### WORK INSTRUCTION
Could you give the conference abstract again between "Microbial fuel cells" and "create valuable products.", inclusive, switching "wastewater" to "sewage" each time it appears?
Segment Start: PASSAGE
INVESTIGADORES
FLEXER Victoria
congresos y reuniones científicas
Título:
The Effect of Plasma Treatment of Electrodes on the Development of Electrochemically Active Biofilms
Autor/es:
VICTORIA FLEXER; MARQUE, M.; DONOSE, B.C.; VIRDIS, B.; KELLER, J.
Lugar:
Santiago de Querétaro
Reunión:
Conferencia; 64th Annual Meeting of the International Society of Electrochemistry; 2013
Institución organizadora:
International Society of Electrochemistry
Resumen:
In microbial bioelectrochemical systems, whole
cells are used as biocatalysts to catalyse oxidation and reduction reactions.
Microbial fuel cells are the classical and more widely studied example of
bioelectrochemical systems, performing the double task of wastewater treatment
and electricity generation. More recently, the concept has been extended to the
possibility of generating higher value products than electricity. In a typical
microbial system, the anode is used to harvest electrons from wastewater, while
oxidising organic pollutants, with the electrons being used as reducing power
in the cathode to create valuable products.
Segment End: PASSAGE
Segment Start: RECORDED DATA
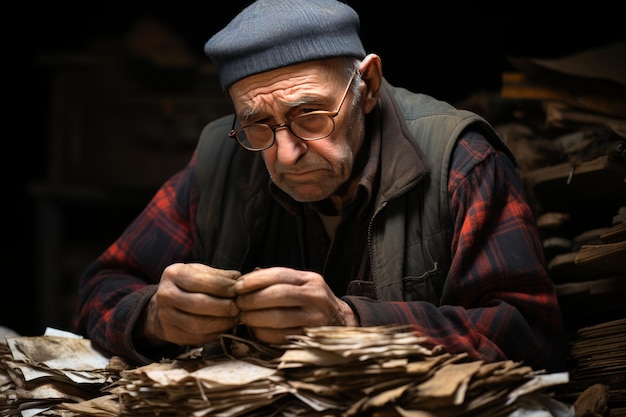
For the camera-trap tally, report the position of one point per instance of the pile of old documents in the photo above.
(328, 371)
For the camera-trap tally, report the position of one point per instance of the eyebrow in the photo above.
(251, 113)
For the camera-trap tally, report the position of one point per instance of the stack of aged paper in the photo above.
(328, 371)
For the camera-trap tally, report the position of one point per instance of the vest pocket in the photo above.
(426, 287)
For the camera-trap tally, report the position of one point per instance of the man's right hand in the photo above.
(193, 305)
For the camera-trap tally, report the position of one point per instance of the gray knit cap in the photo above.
(270, 34)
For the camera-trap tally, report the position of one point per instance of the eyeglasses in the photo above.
(315, 125)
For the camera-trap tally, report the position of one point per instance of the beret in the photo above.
(270, 34)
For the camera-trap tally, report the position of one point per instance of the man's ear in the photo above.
(371, 71)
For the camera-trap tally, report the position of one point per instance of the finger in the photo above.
(198, 278)
(274, 336)
(262, 278)
(277, 295)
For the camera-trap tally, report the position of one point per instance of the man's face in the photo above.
(306, 170)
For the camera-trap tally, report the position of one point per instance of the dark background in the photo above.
(448, 50)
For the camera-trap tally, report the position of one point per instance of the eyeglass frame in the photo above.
(332, 114)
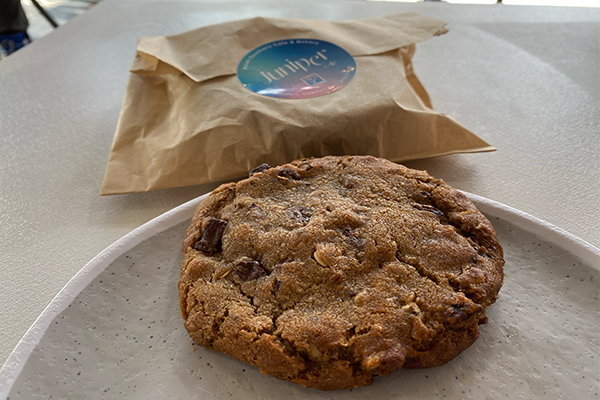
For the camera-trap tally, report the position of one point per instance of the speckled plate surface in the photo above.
(115, 331)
Segment End: RECORDED DATA
### RESPONSE TO THIS TASK
Microbial fuel cells are the classical and more widely studied example of
bioelectrochemical systems, performing the double task of sewage treatment
and electricity generation. More recently, the concept has been extended to the
possibility of generating higher value products than electricity. In a typical
microbial system, the anode is used to harvest electrons from sewage, while
oxidising organic pollutants, with the electrons being used as reducing power
in the cathode to create valuable products.